*Page extract:*
/---

We clinked beer cans together from the high point and watched a dust storm roll in towards us. Someone had carved “Endallah Culture” in the rock we sat on, and John had brought a container of popcorn for us to eat. The weather, despite the impending dust, was cool and pleasant. But there’d be a lot more walking tomorrow, and Doctor Immanuel had pointed out that dust-caused upper respiratory infections was the 3rd most common disease he had to deal with, so we departed soon after.
John gushed over Christine’s new kitenga, which she wore around herself as a skirt. “When I see this on you, I think you are a real African! I want to make something for you both, free of charge – a dress for Christine, and a shirt for Zach, in the African style. If you wish, we can stop by Mahu’s store and you can buy fabric, then I will measure you and make the clothes tonight, ready for our hike tomorrow.” We agreed that this was even better than a Tanzanian soccer jersey and bought the fabric from Mahu’s daughter Lillian, a cute, shy 13 year old running her father’s shop under the light of a single bare LED. It was tough to see the colorful patterns in the evening darkness and a single LED, but we managed, and selected a fabric roll with enough material to make a matching dress and shirt. John pulled his trusty measuring tape from his pocket, swiftly took our dimensions, and we parted ways until the morning.
…and that next morning, there was John, wearing his beaming smile and with a newspaper roll under his arm, waving to us from Mahu’s courtyard after our breakfast. “I found this on my worktable this morning,” he said shyly. “I don’t know what it is, maybe you two should have a look.” We took the roll into our room and tore off the paper…there they were, as promised, two comfortable, loose-fitting (in the African style) pairs of matching clothing. We changed into them right away and thanked him profusely as he blushed.

\---

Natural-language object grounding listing
/---

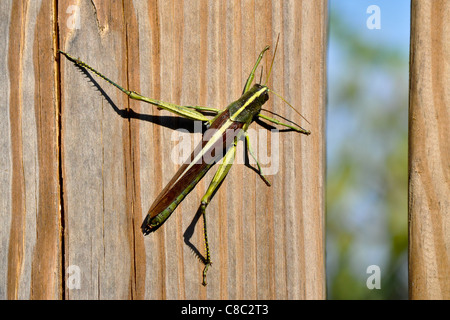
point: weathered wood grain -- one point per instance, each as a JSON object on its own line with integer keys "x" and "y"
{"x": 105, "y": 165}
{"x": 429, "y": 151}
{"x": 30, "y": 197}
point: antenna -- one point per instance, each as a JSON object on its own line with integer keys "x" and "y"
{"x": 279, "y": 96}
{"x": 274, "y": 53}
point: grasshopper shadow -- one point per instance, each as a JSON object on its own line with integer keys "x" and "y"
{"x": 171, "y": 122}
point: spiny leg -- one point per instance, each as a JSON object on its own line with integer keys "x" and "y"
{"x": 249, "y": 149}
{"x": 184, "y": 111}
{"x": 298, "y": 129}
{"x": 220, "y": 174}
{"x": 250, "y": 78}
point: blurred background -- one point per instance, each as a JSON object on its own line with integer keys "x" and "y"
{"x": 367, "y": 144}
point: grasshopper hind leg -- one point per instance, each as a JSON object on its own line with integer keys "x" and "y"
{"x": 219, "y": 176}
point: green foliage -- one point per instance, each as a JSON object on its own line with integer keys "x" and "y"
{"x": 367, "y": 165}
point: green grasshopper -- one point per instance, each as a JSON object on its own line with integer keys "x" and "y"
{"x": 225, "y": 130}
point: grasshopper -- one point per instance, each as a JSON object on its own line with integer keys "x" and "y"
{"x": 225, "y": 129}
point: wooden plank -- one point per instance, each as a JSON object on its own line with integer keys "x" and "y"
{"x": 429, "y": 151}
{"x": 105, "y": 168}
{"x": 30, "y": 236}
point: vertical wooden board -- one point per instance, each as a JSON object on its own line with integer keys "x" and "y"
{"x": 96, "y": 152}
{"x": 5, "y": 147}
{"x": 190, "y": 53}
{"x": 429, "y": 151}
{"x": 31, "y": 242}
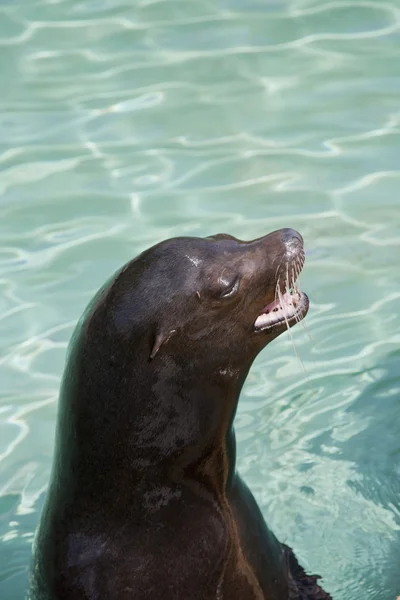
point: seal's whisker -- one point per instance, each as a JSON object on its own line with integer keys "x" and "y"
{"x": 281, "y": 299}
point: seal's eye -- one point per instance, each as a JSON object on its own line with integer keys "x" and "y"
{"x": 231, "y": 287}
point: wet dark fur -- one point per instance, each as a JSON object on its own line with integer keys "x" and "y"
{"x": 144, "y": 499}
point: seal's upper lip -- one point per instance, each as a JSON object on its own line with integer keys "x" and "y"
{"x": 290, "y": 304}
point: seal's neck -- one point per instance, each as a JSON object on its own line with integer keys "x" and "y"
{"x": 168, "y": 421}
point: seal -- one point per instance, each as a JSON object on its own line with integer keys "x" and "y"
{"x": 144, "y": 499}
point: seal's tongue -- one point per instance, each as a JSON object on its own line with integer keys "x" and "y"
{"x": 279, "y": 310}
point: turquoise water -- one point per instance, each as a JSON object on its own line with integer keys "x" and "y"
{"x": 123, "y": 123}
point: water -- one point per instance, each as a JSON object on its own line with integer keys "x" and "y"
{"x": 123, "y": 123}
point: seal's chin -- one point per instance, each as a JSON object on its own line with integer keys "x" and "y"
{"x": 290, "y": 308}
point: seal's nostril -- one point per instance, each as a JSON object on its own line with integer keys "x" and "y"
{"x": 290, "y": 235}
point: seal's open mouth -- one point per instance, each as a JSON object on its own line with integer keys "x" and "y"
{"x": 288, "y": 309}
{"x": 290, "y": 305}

\---
/---

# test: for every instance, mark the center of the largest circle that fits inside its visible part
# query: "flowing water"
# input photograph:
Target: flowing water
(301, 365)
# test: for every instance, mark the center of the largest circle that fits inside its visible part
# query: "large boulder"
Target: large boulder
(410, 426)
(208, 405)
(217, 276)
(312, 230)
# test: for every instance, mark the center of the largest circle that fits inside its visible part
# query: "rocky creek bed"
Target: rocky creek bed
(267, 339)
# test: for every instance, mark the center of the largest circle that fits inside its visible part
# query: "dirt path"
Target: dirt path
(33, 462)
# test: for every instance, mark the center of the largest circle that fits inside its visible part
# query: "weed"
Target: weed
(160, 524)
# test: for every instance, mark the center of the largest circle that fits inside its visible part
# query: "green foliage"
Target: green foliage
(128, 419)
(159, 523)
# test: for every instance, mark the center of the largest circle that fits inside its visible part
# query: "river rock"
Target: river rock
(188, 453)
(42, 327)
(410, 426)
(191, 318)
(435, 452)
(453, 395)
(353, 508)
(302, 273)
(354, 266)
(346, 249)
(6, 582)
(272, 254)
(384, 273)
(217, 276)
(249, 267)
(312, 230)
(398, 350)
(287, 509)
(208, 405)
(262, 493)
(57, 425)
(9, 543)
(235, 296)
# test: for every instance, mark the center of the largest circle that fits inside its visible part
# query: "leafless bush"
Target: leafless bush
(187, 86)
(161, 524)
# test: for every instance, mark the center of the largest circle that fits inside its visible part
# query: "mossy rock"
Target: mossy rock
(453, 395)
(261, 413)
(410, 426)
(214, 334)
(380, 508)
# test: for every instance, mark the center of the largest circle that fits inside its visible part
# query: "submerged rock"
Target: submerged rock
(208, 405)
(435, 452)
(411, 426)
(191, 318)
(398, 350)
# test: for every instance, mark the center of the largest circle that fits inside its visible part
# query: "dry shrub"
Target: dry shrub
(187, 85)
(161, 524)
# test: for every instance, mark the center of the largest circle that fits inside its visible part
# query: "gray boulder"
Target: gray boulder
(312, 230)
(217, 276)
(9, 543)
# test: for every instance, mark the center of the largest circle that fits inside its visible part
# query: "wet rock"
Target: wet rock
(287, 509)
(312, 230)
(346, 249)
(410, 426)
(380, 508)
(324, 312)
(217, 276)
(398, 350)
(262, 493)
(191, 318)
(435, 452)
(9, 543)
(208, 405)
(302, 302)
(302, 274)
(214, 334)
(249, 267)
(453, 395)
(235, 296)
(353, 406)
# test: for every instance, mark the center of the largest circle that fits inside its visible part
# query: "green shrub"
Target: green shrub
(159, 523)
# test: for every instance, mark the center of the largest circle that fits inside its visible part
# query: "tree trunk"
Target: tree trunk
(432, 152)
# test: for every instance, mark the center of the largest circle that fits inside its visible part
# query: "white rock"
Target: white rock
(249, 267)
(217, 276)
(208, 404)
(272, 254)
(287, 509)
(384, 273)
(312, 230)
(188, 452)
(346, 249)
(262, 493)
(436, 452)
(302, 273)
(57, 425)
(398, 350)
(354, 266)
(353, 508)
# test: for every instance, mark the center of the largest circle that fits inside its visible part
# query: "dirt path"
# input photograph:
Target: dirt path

\---

*Required action:*
Continue the travel account about the visit with John and the clothes he made, beginning right after its final sentence.

*Exercise result:*
The three of us had one more event scheduled together, a tour of a local banana plantation whose owner had declared it free for walking in for all tourists. John pointed out the common banana types – red Uganda bananas, green bananas, and grey-white “ash” bananas, used to brew local beer with. We saw avocado trees, which surprised us since we always thought they grew on bushes. And John took us on a long walk through wadi-like tree covered valley, strewn with volcanic rock, basalt, and caves. It was quite the hike, but John couldn’t talk nearly as much as he was busy trying to find the right route to take through the boulders and pools of standing water. After we climbed out, Paul and the truck were waiting for us, and we bid John a fond farewell, exchanging email addresses and physical addresses so we could mail him some pictures for the children and young men in the village, and email him the rest of the pictures and videos from our time together.
We hugged him, and the truck pulled away. The last we saw of him and his pale green matching shirt and trousers (which he’d made himself, of course) was him whistling, hands in his pockets, as he walked the dusty two mile road back to his beloved Endallah village.